• _Exercise aim_: Set down the records that follow exactly, every line of them.

• _Input data_:

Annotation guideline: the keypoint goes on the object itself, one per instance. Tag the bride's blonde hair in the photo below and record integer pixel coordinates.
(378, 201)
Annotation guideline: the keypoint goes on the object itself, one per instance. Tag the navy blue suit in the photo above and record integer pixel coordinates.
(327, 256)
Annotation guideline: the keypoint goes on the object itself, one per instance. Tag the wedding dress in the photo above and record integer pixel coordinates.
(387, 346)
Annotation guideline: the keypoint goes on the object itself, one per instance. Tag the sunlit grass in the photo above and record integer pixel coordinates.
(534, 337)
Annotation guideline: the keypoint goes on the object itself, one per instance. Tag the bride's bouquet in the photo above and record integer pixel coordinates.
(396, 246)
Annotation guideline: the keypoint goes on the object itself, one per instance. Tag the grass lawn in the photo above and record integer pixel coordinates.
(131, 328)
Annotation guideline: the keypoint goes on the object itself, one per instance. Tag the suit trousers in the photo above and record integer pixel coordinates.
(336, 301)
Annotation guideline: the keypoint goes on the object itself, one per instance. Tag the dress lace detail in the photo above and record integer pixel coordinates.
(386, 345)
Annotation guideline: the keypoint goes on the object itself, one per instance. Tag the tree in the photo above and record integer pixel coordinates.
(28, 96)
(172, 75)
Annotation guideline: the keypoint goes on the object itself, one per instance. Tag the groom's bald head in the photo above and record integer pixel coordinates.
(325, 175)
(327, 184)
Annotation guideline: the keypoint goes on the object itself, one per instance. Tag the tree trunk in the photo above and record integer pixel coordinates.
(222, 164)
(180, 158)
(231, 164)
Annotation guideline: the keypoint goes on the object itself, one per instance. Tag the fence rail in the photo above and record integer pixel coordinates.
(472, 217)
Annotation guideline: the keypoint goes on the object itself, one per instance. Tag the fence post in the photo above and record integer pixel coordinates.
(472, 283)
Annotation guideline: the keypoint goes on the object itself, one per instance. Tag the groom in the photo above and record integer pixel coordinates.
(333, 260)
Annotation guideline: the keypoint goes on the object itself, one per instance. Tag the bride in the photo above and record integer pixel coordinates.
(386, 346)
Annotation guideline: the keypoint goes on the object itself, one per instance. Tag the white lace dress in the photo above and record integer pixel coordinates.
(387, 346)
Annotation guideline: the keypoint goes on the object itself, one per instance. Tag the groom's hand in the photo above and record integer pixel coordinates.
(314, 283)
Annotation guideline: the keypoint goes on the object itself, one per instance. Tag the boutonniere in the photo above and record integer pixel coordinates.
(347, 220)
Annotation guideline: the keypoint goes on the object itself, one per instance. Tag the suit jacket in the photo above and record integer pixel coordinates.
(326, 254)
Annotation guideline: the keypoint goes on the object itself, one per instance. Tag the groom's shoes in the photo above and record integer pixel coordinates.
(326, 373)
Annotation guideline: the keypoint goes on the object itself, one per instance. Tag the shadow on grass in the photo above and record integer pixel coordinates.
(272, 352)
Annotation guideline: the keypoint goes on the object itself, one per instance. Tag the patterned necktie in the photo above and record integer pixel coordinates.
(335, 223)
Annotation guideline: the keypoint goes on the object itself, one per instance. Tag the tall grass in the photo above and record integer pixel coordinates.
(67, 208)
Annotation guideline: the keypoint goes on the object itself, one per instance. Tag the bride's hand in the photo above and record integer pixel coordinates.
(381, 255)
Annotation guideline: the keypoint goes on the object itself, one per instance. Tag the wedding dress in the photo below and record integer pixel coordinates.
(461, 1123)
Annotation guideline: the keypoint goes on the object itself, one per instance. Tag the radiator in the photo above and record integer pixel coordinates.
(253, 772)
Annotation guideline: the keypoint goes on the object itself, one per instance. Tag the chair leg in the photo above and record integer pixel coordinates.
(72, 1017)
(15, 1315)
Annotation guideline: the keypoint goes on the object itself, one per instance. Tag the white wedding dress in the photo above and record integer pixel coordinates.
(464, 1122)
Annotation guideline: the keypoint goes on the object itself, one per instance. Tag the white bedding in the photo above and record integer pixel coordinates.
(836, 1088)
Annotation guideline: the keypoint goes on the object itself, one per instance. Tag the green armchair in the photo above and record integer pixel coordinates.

• _Your response_:
Annotation guideline: the keypoint goes on the object itself, one per instance. Tag the bride's blonde hair in the photo below and record integer pixel coordinates.
(378, 201)
Annotation guideline: the keypoint goes on the object itself, one per instance. Tag the navy blue suit in the photo above and record integer pixel coordinates.
(327, 256)
Annotation guideline: the keypoint goes on the object itself, one per instance. Tag the wedding dress in the photo above and record integer pixel coordinates.
(387, 346)
Annotation guideline: the keypoint goes on the object itself, one per instance. Tag the sunlit grass in the photo above and record integer pixel coordinates.
(534, 337)
Annotation guideline: the keypoint goes on the object itself, one per instance. Tag the bride's bouquet in the photo above and record integer pixel coordinates.
(396, 246)
Annotation guideline: the keypoint goes on the object itself, one per instance. Tag the grass lawn in the photo above and record integer pixel coordinates.
(131, 328)
Annotation guideline: the keypoint goes on the object itself, one per instance. Tag the suit trousers in the photo above and record integer pixel coordinates.
(336, 301)
Annotation guideline: the keypoint goes on the object itself, one per instance. Tag the dress lace detail in the photo above and record integer pixel coordinates.
(386, 345)
Annotation guideline: the keypoint goes on the object itself, one per instance. Tag the tree in the photo above and record integer pixel coordinates.
(28, 96)
(172, 75)
Annotation guideline: the keypoint goes on the object itself, one per instance. Tag the groom's bald head in the photo above and record integer pixel coordinates.
(325, 175)
(327, 184)
Annotation guideline: the keypoint goes on the object itself, one per instance. Tag the tree trunk in the photo above and record integer pixel coordinates.
(222, 164)
(180, 158)
(231, 164)
Annotation guideline: the keypoint goes on the object itself, one per instance. Tag the fence rail in the photo above and record integer pixel coordinates.
(472, 217)
Annotation guideline: the keypoint goes on the object itself, one per instance. Tag the fence post in the photo above and record integer pixel coordinates.
(472, 283)
Annotation guideline: the keypoint goes on the object itself, one per instance. Tag the groom in the photo above and record integer pixel coordinates.
(333, 260)
Annotation guideline: the keypoint goes on the object itself, one per instance. Tag the bride in the photo above and record integer pixel coordinates.
(386, 346)
Annotation guideline: the keypoint goes on the object itself, one per instance. Tag the white lace dress in the photo above and record integer pixel coordinates.
(387, 346)
Annotation guideline: the keypoint goes on the object itself, one per instance. Tag the groom's hand in the photo above and record integer pixel coordinates.
(314, 283)
Annotation guideline: the keypoint goes on the object itself, one per instance. Tag the boutonniere in the photo above and record integer pixel coordinates.
(347, 220)
Annotation guideline: the keypoint goes on the object itself, one per instance. Tag the suit jacket in the photo above and record integer pixel coordinates.
(326, 254)
Annotation guideline: the keypoint goes on the object itself, one per instance. Tag the groom's shoes in the photo above and record integer pixel coordinates.
(326, 373)
Annotation guideline: the keypoint goes on the object itself, one per instance. Tag the shadow on grass in the photo above and record integer pixel coordinates.
(272, 352)
Annotation guideline: the keypoint goes on the object itself, one per instance. Tag the patterned necktie in the photo above and record integer pixel coordinates.
(335, 223)
Annotation guideline: the keypoint goes on the object itself, one per instance. Tag the tall grass in the photo above and record integer pixel coordinates.
(67, 208)
Annotation guideline: the keypoint goes on the object itself, one per instance. Tag the bride's hand in the photo above and record integer pixel coordinates.
(381, 255)
Annotation guideline: the keypoint goes on the object itself, one per instance. Tag the wedding dress in the photo below and record integer pixel coordinates.
(461, 1123)
Annotation guideline: the keypoint goes on the object itself, one per instance. Tag the radiator in the photo above and record integer pixel coordinates.
(253, 772)
Annotation guideline: the keypoint goes on the object itself, one per instance. Tag the chair leg in the photo above and record integer pixel coordinates.
(72, 1017)
(15, 1315)
Annotation guideline: the keypoint goes on the object itself, one per instance. Tag the white wedding dress in the photo above and record integer pixel coordinates.
(464, 1122)
Annotation guideline: the keypoint goes on the object itself, one per instance. Tag the white bedding in the photo above and record integer pixel coordinates.
(836, 1088)
Annotation guideline: the keypoint goes on the object itself, one per instance. Tag the green armchair in the photo above and record integer pixel coordinates.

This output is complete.